**EXERCISE:**
Write the line that includes "of the cabin" and all subsequent lines, exactly as written, and nothing more.

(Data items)
────────────────────────────────────────
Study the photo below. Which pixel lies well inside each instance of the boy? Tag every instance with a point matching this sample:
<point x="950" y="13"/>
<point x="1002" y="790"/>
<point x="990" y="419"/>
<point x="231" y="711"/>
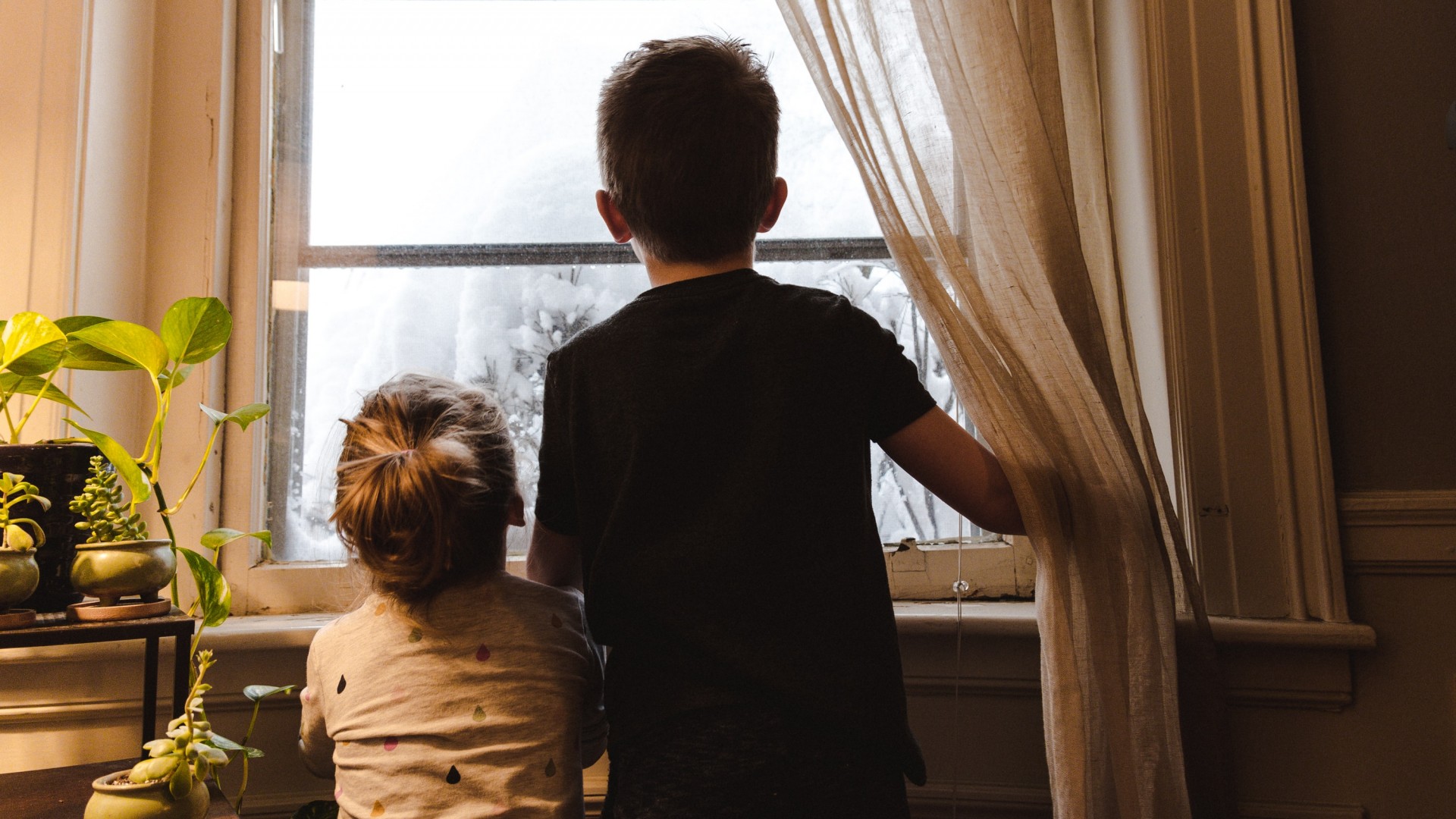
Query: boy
<point x="705" y="475"/>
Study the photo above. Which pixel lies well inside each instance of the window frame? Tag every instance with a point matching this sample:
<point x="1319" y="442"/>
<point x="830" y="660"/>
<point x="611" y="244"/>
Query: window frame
<point x="1196" y="203"/>
<point x="927" y="570"/>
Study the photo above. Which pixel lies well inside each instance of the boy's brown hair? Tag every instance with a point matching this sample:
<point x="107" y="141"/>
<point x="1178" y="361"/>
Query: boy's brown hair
<point x="424" y="485"/>
<point x="688" y="139"/>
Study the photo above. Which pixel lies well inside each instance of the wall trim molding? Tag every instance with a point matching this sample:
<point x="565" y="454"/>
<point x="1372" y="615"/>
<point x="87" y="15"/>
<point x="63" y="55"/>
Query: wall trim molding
<point x="1400" y="532"/>
<point x="127" y="710"/>
<point x="1299" y="811"/>
<point x="938" y="798"/>
<point x="1405" y="507"/>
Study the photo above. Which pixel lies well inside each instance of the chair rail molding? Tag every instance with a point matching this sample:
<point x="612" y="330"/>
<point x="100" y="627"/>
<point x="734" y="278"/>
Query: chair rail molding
<point x="1400" y="532"/>
<point x="1247" y="398"/>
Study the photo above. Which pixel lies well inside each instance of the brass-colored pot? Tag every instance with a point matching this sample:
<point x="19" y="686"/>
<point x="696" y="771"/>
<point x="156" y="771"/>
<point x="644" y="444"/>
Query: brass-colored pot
<point x="19" y="576"/>
<point x="111" y="572"/>
<point x="149" y="800"/>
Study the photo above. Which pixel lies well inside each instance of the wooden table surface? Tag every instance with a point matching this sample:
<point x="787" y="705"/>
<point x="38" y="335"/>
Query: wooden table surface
<point x="61" y="793"/>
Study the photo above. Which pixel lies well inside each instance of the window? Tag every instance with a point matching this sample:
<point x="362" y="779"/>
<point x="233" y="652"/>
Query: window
<point x="435" y="180"/>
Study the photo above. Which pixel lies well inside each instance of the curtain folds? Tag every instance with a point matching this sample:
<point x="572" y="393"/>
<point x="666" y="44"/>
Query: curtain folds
<point x="976" y="126"/>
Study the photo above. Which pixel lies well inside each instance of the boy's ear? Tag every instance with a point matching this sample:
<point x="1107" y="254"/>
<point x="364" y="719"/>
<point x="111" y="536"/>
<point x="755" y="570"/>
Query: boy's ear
<point x="620" y="234"/>
<point x="516" y="510"/>
<point x="770" y="215"/>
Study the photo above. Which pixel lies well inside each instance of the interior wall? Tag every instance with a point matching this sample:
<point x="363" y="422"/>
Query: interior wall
<point x="1375" y="83"/>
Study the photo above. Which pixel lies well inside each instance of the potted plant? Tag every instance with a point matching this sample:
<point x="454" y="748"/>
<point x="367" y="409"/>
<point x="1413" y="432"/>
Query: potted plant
<point x="117" y="558"/>
<point x="171" y="783"/>
<point x="193" y="331"/>
<point x="33" y="352"/>
<point x="19" y="573"/>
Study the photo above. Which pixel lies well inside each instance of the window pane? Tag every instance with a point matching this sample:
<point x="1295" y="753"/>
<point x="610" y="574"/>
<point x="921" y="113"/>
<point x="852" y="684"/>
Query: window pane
<point x="473" y="121"/>
<point x="495" y="327"/>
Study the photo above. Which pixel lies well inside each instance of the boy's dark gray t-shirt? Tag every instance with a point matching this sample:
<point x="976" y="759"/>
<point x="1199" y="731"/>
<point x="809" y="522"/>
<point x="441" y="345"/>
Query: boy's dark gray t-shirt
<point x="710" y="445"/>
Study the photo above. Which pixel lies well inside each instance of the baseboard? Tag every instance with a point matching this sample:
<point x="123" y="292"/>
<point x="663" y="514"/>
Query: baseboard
<point x="979" y="800"/>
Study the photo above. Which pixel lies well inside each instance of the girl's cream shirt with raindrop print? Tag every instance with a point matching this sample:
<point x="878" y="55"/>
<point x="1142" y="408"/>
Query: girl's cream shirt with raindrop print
<point x="488" y="704"/>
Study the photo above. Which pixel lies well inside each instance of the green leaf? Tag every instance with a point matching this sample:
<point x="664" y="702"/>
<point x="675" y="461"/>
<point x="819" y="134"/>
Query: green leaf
<point x="243" y="416"/>
<point x="72" y="324"/>
<point x="121" y="460"/>
<point x="12" y="384"/>
<point x="213" y="594"/>
<point x="196" y="330"/>
<point x="41" y="360"/>
<point x="127" y="341"/>
<point x="27" y="333"/>
<point x="175" y="376"/>
<point x="256" y="692"/>
<point x="218" y="538"/>
<point x="80" y="356"/>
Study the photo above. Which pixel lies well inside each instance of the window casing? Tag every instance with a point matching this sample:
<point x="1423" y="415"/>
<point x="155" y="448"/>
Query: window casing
<point x="1220" y="218"/>
<point x="305" y="273"/>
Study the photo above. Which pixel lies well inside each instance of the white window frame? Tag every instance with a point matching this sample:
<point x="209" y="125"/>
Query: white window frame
<point x="1266" y="544"/>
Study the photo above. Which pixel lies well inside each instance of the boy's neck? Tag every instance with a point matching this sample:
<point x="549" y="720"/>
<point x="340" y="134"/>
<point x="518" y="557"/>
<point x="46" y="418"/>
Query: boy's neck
<point x="663" y="273"/>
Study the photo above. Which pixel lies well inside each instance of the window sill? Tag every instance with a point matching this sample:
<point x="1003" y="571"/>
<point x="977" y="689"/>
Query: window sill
<point x="979" y="618"/>
<point x="1015" y="618"/>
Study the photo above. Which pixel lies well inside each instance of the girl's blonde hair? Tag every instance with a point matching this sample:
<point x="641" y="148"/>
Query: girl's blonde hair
<point x="424" y="485"/>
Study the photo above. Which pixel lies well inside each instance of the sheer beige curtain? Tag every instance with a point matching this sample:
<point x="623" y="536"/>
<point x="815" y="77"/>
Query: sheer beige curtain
<point x="976" y="126"/>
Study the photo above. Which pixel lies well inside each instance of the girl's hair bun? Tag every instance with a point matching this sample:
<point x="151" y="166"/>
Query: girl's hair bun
<point x="424" y="483"/>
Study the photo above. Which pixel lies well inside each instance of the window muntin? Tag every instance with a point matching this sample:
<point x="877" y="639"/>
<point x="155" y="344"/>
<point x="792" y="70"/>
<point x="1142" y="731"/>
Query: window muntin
<point x="475" y="121"/>
<point x="386" y="261"/>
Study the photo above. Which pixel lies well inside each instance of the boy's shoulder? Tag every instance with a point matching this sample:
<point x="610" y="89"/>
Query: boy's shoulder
<point x="764" y="297"/>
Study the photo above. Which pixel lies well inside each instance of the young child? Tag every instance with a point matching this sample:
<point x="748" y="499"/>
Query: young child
<point x="705" y="475"/>
<point x="455" y="689"/>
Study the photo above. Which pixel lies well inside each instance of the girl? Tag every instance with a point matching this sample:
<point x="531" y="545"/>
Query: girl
<point x="455" y="689"/>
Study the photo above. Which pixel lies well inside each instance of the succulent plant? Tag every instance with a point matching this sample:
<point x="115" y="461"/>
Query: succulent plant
<point x="190" y="751"/>
<point x="15" y="490"/>
<point x="108" y="518"/>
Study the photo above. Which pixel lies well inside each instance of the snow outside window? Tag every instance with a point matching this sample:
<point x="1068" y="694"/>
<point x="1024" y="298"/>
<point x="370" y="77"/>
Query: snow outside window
<point x="436" y="169"/>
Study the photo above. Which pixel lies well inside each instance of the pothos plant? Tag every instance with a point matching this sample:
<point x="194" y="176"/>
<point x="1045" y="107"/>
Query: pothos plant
<point x="33" y="352"/>
<point x="193" y="331"/>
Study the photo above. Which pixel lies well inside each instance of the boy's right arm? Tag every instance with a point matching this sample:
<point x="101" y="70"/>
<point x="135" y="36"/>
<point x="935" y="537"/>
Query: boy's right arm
<point x="956" y="466"/>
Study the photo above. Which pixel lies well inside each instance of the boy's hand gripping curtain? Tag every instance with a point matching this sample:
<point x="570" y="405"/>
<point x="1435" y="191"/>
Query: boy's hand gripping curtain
<point x="977" y="129"/>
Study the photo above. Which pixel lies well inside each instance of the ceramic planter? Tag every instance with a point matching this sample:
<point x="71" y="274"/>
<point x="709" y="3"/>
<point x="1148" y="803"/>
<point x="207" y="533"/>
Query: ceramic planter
<point x="19" y="576"/>
<point x="147" y="800"/>
<point x="58" y="469"/>
<point x="111" y="572"/>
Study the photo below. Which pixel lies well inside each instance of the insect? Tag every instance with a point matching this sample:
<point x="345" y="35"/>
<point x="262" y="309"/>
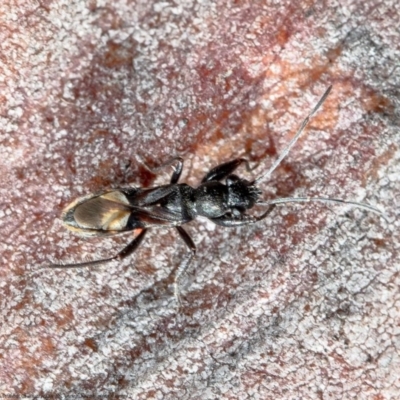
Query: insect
<point x="222" y="197"/>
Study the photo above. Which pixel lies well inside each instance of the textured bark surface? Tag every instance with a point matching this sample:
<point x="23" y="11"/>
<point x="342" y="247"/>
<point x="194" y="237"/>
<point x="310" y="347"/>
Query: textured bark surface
<point x="302" y="305"/>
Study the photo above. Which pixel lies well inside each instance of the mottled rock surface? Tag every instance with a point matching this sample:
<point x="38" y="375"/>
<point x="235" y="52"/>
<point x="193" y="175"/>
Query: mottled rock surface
<point x="304" y="305"/>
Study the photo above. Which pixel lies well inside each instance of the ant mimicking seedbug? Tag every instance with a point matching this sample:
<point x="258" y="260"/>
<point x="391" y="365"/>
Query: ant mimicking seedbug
<point x="129" y="209"/>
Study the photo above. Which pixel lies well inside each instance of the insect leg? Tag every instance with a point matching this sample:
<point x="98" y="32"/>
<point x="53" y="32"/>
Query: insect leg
<point x="126" y="251"/>
<point x="184" y="266"/>
<point x="177" y="169"/>
<point x="224" y="170"/>
<point x="231" y="221"/>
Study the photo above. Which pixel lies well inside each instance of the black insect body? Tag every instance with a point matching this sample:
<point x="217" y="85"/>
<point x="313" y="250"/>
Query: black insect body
<point x="222" y="197"/>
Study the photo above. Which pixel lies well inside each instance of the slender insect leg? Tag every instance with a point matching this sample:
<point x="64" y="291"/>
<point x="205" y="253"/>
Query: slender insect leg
<point x="177" y="169"/>
<point x="184" y="266"/>
<point x="126" y="251"/>
<point x="231" y="221"/>
<point x="222" y="171"/>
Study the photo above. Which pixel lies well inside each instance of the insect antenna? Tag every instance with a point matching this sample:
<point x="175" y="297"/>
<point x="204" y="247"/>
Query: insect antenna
<point x="285" y="200"/>
<point x="294" y="140"/>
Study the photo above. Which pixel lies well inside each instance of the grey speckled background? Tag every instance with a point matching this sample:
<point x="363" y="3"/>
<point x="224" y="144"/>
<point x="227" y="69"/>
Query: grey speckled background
<point x="304" y="305"/>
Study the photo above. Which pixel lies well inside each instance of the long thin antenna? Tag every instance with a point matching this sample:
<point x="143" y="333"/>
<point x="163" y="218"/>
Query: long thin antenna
<point x="295" y="138"/>
<point x="286" y="200"/>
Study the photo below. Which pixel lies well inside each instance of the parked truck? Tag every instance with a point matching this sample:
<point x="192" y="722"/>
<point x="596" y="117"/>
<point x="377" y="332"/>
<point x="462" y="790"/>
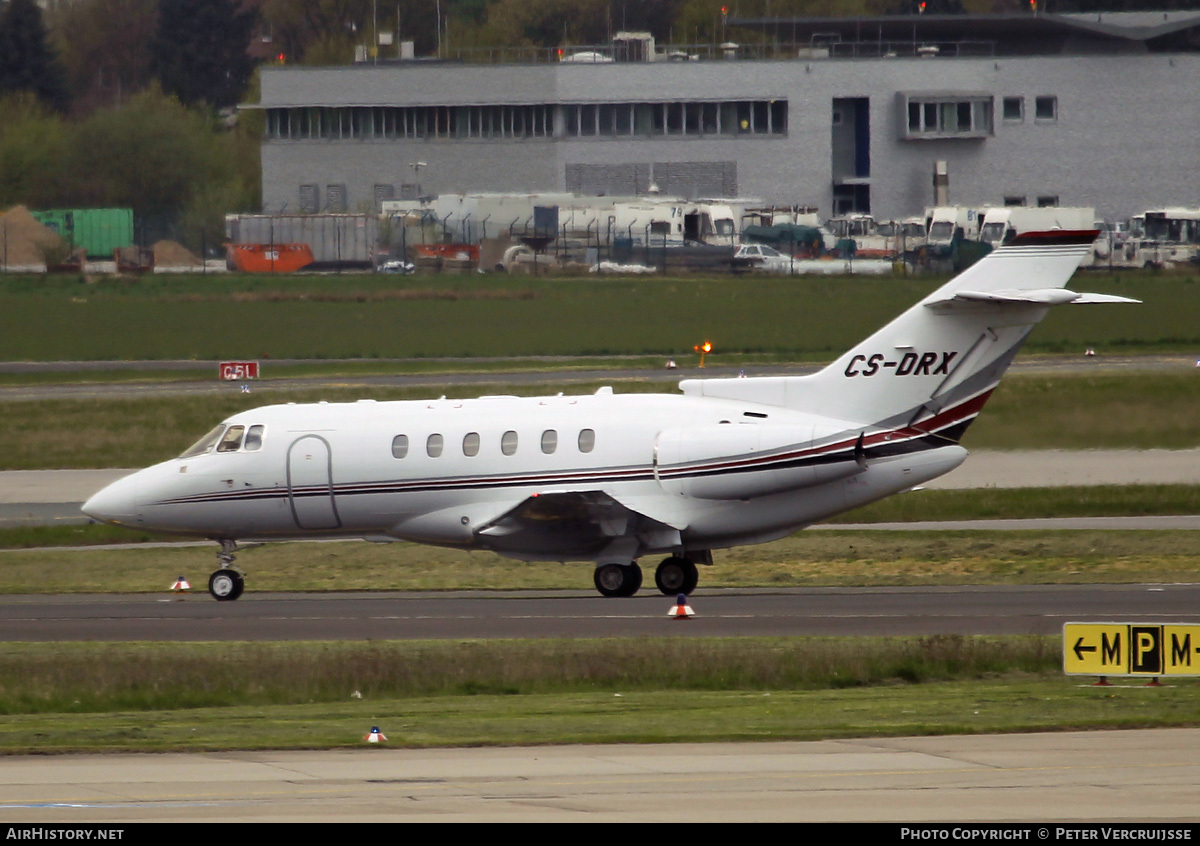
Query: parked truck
<point x="1003" y="223"/>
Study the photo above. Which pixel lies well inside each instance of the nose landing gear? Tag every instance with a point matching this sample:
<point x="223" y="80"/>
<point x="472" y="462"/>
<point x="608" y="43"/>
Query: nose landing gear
<point x="226" y="583"/>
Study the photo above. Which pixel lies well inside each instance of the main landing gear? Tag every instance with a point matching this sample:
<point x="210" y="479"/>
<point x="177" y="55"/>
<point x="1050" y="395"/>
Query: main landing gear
<point x="675" y="575"/>
<point x="226" y="585"/>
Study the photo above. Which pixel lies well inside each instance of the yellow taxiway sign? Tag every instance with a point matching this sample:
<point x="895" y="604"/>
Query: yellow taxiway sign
<point x="1131" y="649"/>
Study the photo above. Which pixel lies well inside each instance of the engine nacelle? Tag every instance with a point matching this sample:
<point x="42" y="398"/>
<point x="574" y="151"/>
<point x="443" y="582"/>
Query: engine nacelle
<point x="743" y="461"/>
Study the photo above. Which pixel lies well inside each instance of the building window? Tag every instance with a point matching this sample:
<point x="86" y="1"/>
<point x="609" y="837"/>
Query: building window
<point x="693" y="119"/>
<point x="946" y="115"/>
<point x="1045" y="108"/>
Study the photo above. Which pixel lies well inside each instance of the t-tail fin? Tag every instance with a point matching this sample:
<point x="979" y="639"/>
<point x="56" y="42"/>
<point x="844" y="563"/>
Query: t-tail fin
<point x="933" y="367"/>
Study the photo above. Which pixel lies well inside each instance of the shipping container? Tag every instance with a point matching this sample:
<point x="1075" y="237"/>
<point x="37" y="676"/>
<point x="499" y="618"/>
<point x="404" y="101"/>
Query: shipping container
<point x="97" y="231"/>
<point x="335" y="240"/>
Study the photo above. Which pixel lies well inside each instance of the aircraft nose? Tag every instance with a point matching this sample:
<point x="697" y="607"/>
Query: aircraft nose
<point x="114" y="504"/>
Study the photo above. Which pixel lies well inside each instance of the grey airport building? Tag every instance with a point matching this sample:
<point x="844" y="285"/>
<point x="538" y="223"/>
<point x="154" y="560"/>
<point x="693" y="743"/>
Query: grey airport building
<point x="841" y="114"/>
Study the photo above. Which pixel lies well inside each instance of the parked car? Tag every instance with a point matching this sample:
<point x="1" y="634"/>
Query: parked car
<point x="761" y="257"/>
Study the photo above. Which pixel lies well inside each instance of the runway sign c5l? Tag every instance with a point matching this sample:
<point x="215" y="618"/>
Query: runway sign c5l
<point x="1131" y="649"/>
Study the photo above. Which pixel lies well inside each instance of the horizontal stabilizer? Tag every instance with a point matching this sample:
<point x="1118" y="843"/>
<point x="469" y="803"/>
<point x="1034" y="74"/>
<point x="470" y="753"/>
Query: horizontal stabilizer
<point x="1037" y="297"/>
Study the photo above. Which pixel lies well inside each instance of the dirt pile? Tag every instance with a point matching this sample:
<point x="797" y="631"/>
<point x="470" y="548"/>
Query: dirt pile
<point x="24" y="243"/>
<point x="174" y="255"/>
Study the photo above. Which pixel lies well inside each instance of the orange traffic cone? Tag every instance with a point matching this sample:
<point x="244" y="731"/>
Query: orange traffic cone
<point x="681" y="610"/>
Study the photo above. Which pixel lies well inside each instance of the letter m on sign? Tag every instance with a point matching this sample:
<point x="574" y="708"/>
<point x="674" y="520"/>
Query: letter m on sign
<point x="1181" y="651"/>
<point x="1110" y="653"/>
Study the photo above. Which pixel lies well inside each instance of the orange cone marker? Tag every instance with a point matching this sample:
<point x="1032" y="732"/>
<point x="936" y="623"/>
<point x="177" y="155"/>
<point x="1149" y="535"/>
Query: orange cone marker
<point x="681" y="610"/>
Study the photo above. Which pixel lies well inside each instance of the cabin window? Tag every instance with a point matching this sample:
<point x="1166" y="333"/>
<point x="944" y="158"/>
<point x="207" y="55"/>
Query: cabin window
<point x="204" y="444"/>
<point x="1045" y="108"/>
<point x="253" y="439"/>
<point x="232" y="439"/>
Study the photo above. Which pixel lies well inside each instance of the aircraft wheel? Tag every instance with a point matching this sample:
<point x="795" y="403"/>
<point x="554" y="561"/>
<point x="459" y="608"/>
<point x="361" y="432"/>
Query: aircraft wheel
<point x="618" y="580"/>
<point x="676" y="576"/>
<point x="226" y="585"/>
────────────────────────────────────────
**FULL RESPONSE:**
Study the photo above. Which pixel lies well inside each instance of the cabin window? Tag every instance with a point matching this sample:
<point x="1166" y="333"/>
<point x="944" y="158"/>
<point x="207" y="55"/>
Query: cabin window
<point x="204" y="444"/>
<point x="1045" y="108"/>
<point x="253" y="439"/>
<point x="232" y="439"/>
Study the photo above. Which pixel lies well inside each instance of the aircraft wheel? Tag every instance with a point matching this sample:
<point x="795" y="403"/>
<point x="554" y="561"/>
<point x="459" y="608"/>
<point x="361" y="432"/>
Query: aircraft wheel
<point x="618" y="580"/>
<point x="676" y="576"/>
<point x="226" y="585"/>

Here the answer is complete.